Artist:     Ten Years After
Title:     I Woke Up This Morning
Source:     LP: Ssssh
Writer:     Alvin Lee
Label:     Deram
Year:     1969
     Latecomers to the British blues scene, Ten Years After were in fact the original retro-rockers, taking their cues from the classic rock and roll artists of the 50s as much as from the rhythm and blues artists of the era. Alvin Lee's songwriting, especially in the band's early days, reflected both these influences, with slow bluesy numbers like I Woke Up This Morning co-existing with high-energy rockers like I'm Going Home.

Artist:    Atomic Rooster
Title:    The Rock
Source:    Russian import CD: In Hearing Of (originally released as 45 RPM single B side)
Writer(s):    Vincent Crane
Label:    Castle (original US label: Elektra)
Year:    1971
    Atomic Rooster began as a fairly typical British progressive rock band, but by their third LP, In Hearing Of, were starting to move into new territority as a progressive jazz/rock/funk fusion band. Between the second and third albums the group released a single called Devil's Answer that made it into the top 5 in the UK (but did not chart in the US) that was not included on In Hearing Of. Its B side, however, The Rock, is a good example of the band's future sound, and would be included on the album as well.

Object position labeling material
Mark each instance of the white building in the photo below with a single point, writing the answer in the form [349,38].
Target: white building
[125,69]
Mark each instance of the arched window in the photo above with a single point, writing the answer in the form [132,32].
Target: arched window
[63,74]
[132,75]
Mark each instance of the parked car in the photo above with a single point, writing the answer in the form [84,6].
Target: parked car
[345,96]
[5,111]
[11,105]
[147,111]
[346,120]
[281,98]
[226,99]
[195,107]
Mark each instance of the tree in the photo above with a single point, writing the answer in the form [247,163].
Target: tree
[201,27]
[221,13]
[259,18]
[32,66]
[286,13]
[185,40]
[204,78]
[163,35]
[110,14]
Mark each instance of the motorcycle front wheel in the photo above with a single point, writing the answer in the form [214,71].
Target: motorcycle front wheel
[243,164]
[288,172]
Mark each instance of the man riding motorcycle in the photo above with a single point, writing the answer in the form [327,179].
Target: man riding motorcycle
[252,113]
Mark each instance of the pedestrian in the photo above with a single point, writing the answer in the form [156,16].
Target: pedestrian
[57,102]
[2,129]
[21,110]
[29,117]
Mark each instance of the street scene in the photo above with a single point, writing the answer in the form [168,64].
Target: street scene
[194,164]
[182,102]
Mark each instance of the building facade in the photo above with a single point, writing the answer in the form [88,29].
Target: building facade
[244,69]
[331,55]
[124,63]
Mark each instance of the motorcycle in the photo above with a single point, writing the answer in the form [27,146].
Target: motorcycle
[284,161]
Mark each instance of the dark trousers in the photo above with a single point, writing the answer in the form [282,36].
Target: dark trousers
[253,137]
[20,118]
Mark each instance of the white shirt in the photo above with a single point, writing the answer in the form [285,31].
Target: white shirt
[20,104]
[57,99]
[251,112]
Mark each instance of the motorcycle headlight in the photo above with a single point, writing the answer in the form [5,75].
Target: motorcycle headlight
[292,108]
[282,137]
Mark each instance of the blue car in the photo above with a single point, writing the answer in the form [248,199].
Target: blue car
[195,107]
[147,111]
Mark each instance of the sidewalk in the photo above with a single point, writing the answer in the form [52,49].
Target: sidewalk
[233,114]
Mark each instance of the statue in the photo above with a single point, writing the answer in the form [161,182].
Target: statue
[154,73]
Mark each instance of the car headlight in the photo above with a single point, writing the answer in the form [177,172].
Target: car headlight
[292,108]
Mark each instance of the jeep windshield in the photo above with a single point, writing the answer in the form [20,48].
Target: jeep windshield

» **WORK TO DO**
a) According to the song notes, which Atomic Rooster single reached the top 5 in the UK?
b) Decide whether each statement agrees with the song notes, answering yes or no and quoting the deciding words: (i) Ten Years After came late to the British blues scene. (ii) Devil's Answer charted in the US. (iii) The Rock was left off In Hearing Of.
c) Pick up the song notes after their final sentence and continue them.

» **ANSWERS GIVEN**
a) Devil's Answer

b)
(i) Yes: "Latecomers to the British blues scene"
(ii) No: "but did not chart in the US"
(iii) No: "would be included on the album as well"

c)
Artist:    Neil Young/Crazy Horse
Title:    Cowgirl In The Sand
Source:    CD: Everybody Knows This Is Nowhere
Writer:    Neil Young
Label:    Reprise
Year:    1969
    It has been said that adverse conditions are conducive to good art. Certainly that truism applies to Neil Young's Cowgirl In The Sand, written while Young was running a 102 degree fever. Almost makes me wish I could be that sick sometime.

Artist:    James Gang
Title:    Mystery
Source:    CD: Bang
Writer(s):    Bolin/Cook
Label:    Atco
Year:    1973
    It seems like every James Gang album (excepting the first one) ends with a long, grandiose track, complete with strings. For the 1973 album Bang, guitarist Tommy Bolin came up with Mystery, a song very much in the same vein as Joe Walsh's Ashes The Rain And I. Roy Kenner, who had joined the band in 1972, provides lead vocals on the track.

Artist:    Fleetwood Mac
Title:    The Green Manolishi (With The Two Prong Crown)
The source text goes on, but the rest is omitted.